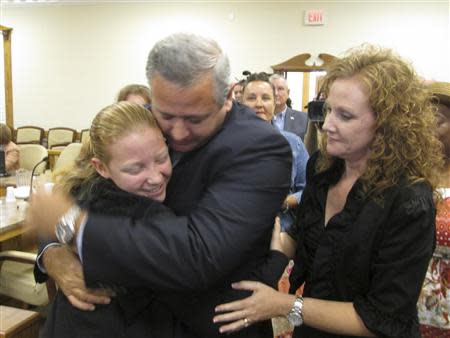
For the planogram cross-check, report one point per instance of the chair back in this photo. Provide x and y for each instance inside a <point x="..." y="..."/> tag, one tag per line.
<point x="60" y="136"/>
<point x="68" y="156"/>
<point x="17" y="279"/>
<point x="30" y="155"/>
<point x="84" y="135"/>
<point x="29" y="134"/>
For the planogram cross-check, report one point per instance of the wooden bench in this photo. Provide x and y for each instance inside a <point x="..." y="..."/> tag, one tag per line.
<point x="18" y="323"/>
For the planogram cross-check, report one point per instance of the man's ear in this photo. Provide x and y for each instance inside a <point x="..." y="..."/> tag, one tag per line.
<point x="100" y="167"/>
<point x="229" y="100"/>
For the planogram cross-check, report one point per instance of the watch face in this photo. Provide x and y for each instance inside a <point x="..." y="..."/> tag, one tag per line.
<point x="63" y="234"/>
<point x="294" y="319"/>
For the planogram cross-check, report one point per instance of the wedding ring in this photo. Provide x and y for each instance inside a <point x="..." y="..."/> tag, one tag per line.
<point x="246" y="322"/>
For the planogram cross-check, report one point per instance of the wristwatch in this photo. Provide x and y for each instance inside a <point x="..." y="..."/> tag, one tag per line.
<point x="65" y="228"/>
<point x="295" y="316"/>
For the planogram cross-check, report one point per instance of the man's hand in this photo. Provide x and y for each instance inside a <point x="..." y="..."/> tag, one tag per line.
<point x="45" y="209"/>
<point x="65" y="268"/>
<point x="290" y="202"/>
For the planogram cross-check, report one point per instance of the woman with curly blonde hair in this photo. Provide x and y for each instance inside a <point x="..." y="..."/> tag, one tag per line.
<point x="365" y="226"/>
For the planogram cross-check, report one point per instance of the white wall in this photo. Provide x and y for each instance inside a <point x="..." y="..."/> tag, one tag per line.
<point x="69" y="60"/>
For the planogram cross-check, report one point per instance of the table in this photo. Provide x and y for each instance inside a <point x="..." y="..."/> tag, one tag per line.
<point x="12" y="217"/>
<point x="8" y="181"/>
<point x="18" y="323"/>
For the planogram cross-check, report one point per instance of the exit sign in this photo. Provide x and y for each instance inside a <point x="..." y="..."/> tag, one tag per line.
<point x="315" y="17"/>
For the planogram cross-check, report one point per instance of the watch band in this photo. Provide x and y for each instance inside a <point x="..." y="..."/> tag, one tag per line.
<point x="65" y="228"/>
<point x="295" y="316"/>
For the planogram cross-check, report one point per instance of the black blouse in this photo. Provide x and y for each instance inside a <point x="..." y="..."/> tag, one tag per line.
<point x="372" y="253"/>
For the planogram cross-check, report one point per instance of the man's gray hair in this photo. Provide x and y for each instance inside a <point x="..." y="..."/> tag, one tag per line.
<point x="183" y="58"/>
<point x="277" y="76"/>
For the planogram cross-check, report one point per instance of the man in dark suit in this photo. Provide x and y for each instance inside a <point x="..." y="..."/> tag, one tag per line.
<point x="231" y="174"/>
<point x="286" y="118"/>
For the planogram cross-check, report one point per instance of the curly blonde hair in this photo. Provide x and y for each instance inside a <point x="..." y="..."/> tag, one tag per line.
<point x="110" y="124"/>
<point x="404" y="144"/>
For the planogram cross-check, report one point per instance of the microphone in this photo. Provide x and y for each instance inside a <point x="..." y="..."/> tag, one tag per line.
<point x="3" y="172"/>
<point x="32" y="172"/>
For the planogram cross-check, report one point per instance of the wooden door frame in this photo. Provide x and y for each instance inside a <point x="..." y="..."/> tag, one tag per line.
<point x="298" y="64"/>
<point x="6" y="32"/>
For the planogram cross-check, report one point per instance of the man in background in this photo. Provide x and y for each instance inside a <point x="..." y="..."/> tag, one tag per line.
<point x="286" y="118"/>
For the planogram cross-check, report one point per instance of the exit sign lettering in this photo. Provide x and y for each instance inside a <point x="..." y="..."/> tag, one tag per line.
<point x="315" y="17"/>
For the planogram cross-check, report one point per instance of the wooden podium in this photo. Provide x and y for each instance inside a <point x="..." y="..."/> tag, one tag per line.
<point x="18" y="323"/>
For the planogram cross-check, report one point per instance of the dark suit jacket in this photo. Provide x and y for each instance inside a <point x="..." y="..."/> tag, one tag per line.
<point x="296" y="122"/>
<point x="226" y="195"/>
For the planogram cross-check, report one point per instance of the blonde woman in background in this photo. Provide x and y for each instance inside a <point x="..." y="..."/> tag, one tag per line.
<point x="434" y="301"/>
<point x="123" y="169"/>
<point x="135" y="93"/>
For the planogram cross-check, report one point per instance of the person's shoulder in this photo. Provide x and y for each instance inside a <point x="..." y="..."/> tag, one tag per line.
<point x="412" y="197"/>
<point x="243" y="130"/>
<point x="11" y="146"/>
<point x="244" y="121"/>
<point x="297" y="113"/>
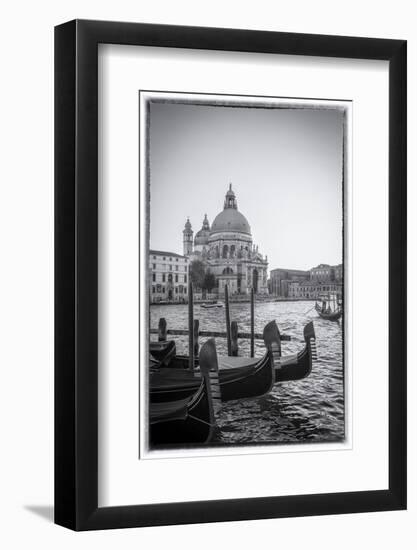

================================

## REQUEST
Format every line of the listing above as a numbered list, dropping any blank lines and leaving out the pictures.

## SOLUTION TO THIS PROBLEM
1. For the planogram cross-check, report one point per instance of the chair back in this photo. Provide x and y for each instance inside a <point x="..." y="..."/> tag, one tag per line.
2. <point x="60" y="136"/>
3. <point x="68" y="156"/>
4. <point x="17" y="279"/>
5. <point x="30" y="155"/>
6. <point x="84" y="135"/>
7. <point x="29" y="134"/>
8. For the planogram cross-check, report one point per instance of the wooden bench in this photo. Provide x and y for each instance inside a <point x="..." y="..."/> tag, one tag per line.
9. <point x="18" y="323"/>
10. For the planogram cross-check, report one point per instance of the man's ear in this photo. Provide x and y for each instance inside a <point x="..." y="..."/> tag, one tag per line.
11. <point x="100" y="167"/>
12. <point x="229" y="100"/>
13. For the planogram cross-check, report one point per instance of the watch face in this photo. Provide x and y for each instance inside a <point x="..." y="..."/> tag, one tag per line.
14. <point x="63" y="234"/>
15. <point x="294" y="319"/>
16. For the planogram cross-check, report one point per instance of the wedding ring in this photo. Provide x and y for each instance inside a <point x="..." y="..."/> tag, one tag per line.
17. <point x="246" y="322"/>
18. For the planogram cross-check, report one point per instance of the wristwatch in this photo. Provide x and y for each instance inside a <point x="..." y="..."/> tag, one tag per line.
19. <point x="65" y="228"/>
20. <point x="295" y="316"/>
21. For the planogram cross-check, report one point per instance of the man's hand in this photo. Provide x and y for each instance inside a <point x="..." y="..."/> tag, one tag per line.
22. <point x="45" y="209"/>
23. <point x="65" y="268"/>
24. <point x="290" y="202"/>
25. For the planogram cross-check, report one point per instance of the woman with curly blonde hair in this photo. Provide x and y for each instance inside a <point x="..." y="..."/> tag, one tag per line.
26. <point x="365" y="226"/>
27. For the planogram cross-check, report one point per instance of the white wall in this photo. Provide x and y for each instance inside a <point x="..." y="..."/> tag, one tag per line.
28. <point x="69" y="60"/>
29. For the planogram cross-check, report one point per instance of the table in this photo. Provide x and y for each instance inside a <point x="..." y="..."/> tag, one tag per line.
30. <point x="12" y="217"/>
31. <point x="8" y="181"/>
32. <point x="18" y="323"/>
33. For the planogram cross-check, report one point per instance of the exit sign in this photo. Provide x and y for each instance inside a <point x="..." y="..."/> tag, one tag per line.
34. <point x="315" y="17"/>
35. For the planogram cross-check, report one point per instance of the watch band in this photo. Provide x and y for each instance inside a <point x="..." y="..."/> tag, one tag per line.
36. <point x="65" y="228"/>
37. <point x="295" y="316"/>
38. For the planogram cross-check, report one point per instance of the black blouse in this photo. Provide x and y for each instance inside a <point x="..." y="..."/> tag, one tag per line.
39. <point x="372" y="253"/>
40. For the planogram cross-check, report one point per instance of the man's gray hair in this photo. Provide x and y for each instance inside a <point x="..." y="..."/> tag, one tag per line.
41. <point x="183" y="58"/>
42. <point x="277" y="76"/>
43. For the planogram cross-check, report one point per instance of the man in dark suit in this photo. Provide x and y for each instance inside a <point x="..." y="..."/> tag, one tag per line.
44. <point x="231" y="174"/>
45. <point x="286" y="118"/>
46. For the planogram cross-check, report one point per instance of the curly blonde hair in this photo. Provide x and y for each instance inside a <point x="..." y="..."/> tag, one tag per line.
47. <point x="110" y="124"/>
48. <point x="404" y="144"/>
49. For the planogram cross-check, report one point per instance of the microphone in this photo. Provide x and y for each instance inside a <point x="..." y="..."/> tag, one tag per line.
50. <point x="3" y="172"/>
51. <point x="32" y="172"/>
52. For the planogram cross-check, report one point per instance of the wooden door frame in this photo. Provide x and y for each instance inside a <point x="..." y="..."/> tag, one tag per line.
53. <point x="298" y="64"/>
54. <point x="6" y="32"/>
55. For the planogram cross-check, report one point per instance of the man in background in this photo. Provide x and y for each instance inside a <point x="..." y="..."/> tag, one tag per line.
56. <point x="286" y="118"/>
57. For the planogram cross-check, report one point per instance of the exit sign lettering in this photo. Provide x and y for each instance inside a <point x="..." y="..."/> tag, one tag per line.
58. <point x="315" y="17"/>
59. For the planogram cross-check, report one point per instance of the wooden podium in this photo. Provide x and y for each instance inside a <point x="..." y="..."/> tag, one tag per line.
60. <point x="18" y="323"/>
61. For the planogram cross-check, report one point per instance of the dark suit jacket in this photo. Provide x and y for each instance inside a <point x="..." y="..."/> tag, one tag per line.
62. <point x="296" y="122"/>
63. <point x="226" y="195"/>
64. For the planogram cross-check, report one point per instance of the blonde woman in background in this photo. Provide x and y for each instance inside a <point x="..." y="..."/> tag, one tag per line.
65. <point x="434" y="301"/>
66. <point x="123" y="169"/>
67. <point x="135" y="93"/>
68. For the planogram cross-check, report one point per instance of the person's shoulder in this photo. Provide x and y for each instance inside a <point x="..." y="..."/> tag, one tag per line.
69. <point x="412" y="197"/>
70. <point x="243" y="130"/>
71. <point x="11" y="146"/>
72. <point x="244" y="121"/>
73. <point x="297" y="113"/>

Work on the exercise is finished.